What to work on: Please copy the records below word for word, from their start through the line that contains "<point>120,312</point>", including that line. Leave the pictures out of your copy.
********************
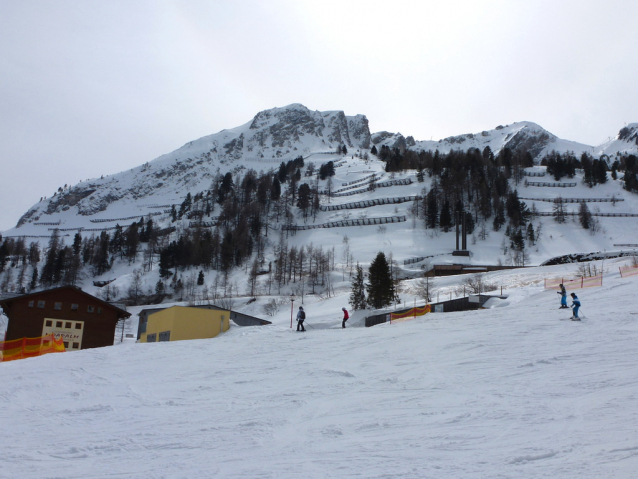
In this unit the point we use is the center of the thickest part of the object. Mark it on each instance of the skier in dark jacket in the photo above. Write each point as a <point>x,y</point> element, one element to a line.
<point>345,317</point>
<point>563,297</point>
<point>575,306</point>
<point>301,316</point>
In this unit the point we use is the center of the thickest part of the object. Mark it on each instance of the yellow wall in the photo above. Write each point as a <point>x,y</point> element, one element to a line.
<point>187,323</point>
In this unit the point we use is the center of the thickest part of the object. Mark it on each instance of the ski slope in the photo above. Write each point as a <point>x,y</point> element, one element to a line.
<point>509,392</point>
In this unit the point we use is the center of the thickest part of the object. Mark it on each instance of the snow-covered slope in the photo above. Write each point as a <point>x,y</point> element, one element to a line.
<point>625,143</point>
<point>523,135</point>
<point>273,136</point>
<point>511,392</point>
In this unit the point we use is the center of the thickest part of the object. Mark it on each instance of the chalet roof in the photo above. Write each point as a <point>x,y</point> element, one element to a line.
<point>120,312</point>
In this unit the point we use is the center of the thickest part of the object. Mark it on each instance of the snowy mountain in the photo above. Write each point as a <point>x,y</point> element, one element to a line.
<point>515,391</point>
<point>343,224</point>
<point>524,136</point>
<point>625,143</point>
<point>272,136</point>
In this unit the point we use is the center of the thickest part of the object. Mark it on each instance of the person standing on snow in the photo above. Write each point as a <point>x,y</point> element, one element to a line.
<point>563,296</point>
<point>575,306</point>
<point>345,317</point>
<point>301,316</point>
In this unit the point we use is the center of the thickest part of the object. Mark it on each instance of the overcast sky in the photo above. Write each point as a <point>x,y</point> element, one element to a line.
<point>96,87</point>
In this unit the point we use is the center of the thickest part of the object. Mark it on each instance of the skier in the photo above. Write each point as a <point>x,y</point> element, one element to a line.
<point>301,315</point>
<point>563,296</point>
<point>345,317</point>
<point>575,306</point>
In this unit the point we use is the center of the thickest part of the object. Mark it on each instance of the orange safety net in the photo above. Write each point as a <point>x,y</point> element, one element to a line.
<point>588,282</point>
<point>410,313</point>
<point>30,347</point>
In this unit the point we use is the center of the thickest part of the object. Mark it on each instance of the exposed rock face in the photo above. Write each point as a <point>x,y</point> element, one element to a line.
<point>287,127</point>
<point>65,200</point>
********************
Response to the task:
In this unit the point we use is the center of the thickest part of the object. Mark it on each instance of the skier in dark jacket in the photo above. Write each point as a <point>x,y</point> element, one element to a line.
<point>345,317</point>
<point>563,297</point>
<point>575,306</point>
<point>301,316</point>
In this unit the point we use is the center of the thickest part of the object. Mark it on each instance of the yellow wall in the photo above. Write each point as a <point>x,y</point> element, one element to a line.
<point>187,323</point>
In this unit the point we use is the center of the thickest part of the object. Mark it on each instance of the ski slope in the photo above. Write each point as a <point>x,y</point> element, one element to a line.
<point>509,392</point>
In this unit the point we use is the center of the thickest part of the object. Mark it on each instance of the snow-covered slope in the photo above. Write each point as a <point>x,y</point> element, one element to a line.
<point>625,143</point>
<point>523,135</point>
<point>273,136</point>
<point>511,392</point>
In this unit the point we use is the center of the thickest part of the object. Mark it on each instance of the chalet roof in the photo above. Write each point as a <point>x,y</point> element, one element to a line.
<point>120,312</point>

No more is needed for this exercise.